__EXERCISE PROMPT__.
Can you give the entries below again with every "photo" replaced by "image", keeping everything else unchanged and leaving out the pictures?

__SOURCE MATERIAL__.
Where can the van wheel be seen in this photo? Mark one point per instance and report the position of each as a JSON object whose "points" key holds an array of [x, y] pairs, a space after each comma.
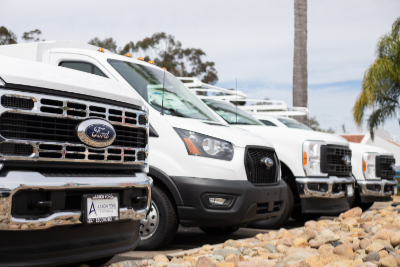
{"points": [[279, 221], [159, 227], [219, 231]]}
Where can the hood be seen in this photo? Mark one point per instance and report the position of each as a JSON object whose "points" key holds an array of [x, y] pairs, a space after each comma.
{"points": [[362, 148], [237, 136], [30, 73], [280, 133]]}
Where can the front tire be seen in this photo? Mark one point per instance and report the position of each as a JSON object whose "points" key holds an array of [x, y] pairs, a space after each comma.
{"points": [[219, 231], [278, 222], [159, 227]]}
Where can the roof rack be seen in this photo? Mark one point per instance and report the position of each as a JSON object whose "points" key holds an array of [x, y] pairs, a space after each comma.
{"points": [[268, 108]]}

__TASK RESULT__.
Where can the van wheel be seen in this image? Mark one point per instance and report the position of each as a JSON object whose "points" key holds an array of [x, y] pairs, a space after each comma.
{"points": [[279, 221], [159, 227], [219, 231]]}
Where can the hood be seen in this image? Mark one point per instance and report the position of each as a JSON object whose "points" key holds an array of [x, y] pairs, a space after each comma.
{"points": [[362, 148], [237, 136], [30, 73], [280, 133]]}
Where can the front tire be seen in this image? Mark one point per instance and report the position of each as a JSON object whose "points" key holds an array of [x, y] pairs, a space after each comma.
{"points": [[219, 231], [278, 222], [159, 227]]}
Where can the roof rack be seen in this image? Mark one point per instance and report the position of each as a JSON object whose "points" key holds an array of [x, y] pairs, a space after each comma.
{"points": [[268, 108]]}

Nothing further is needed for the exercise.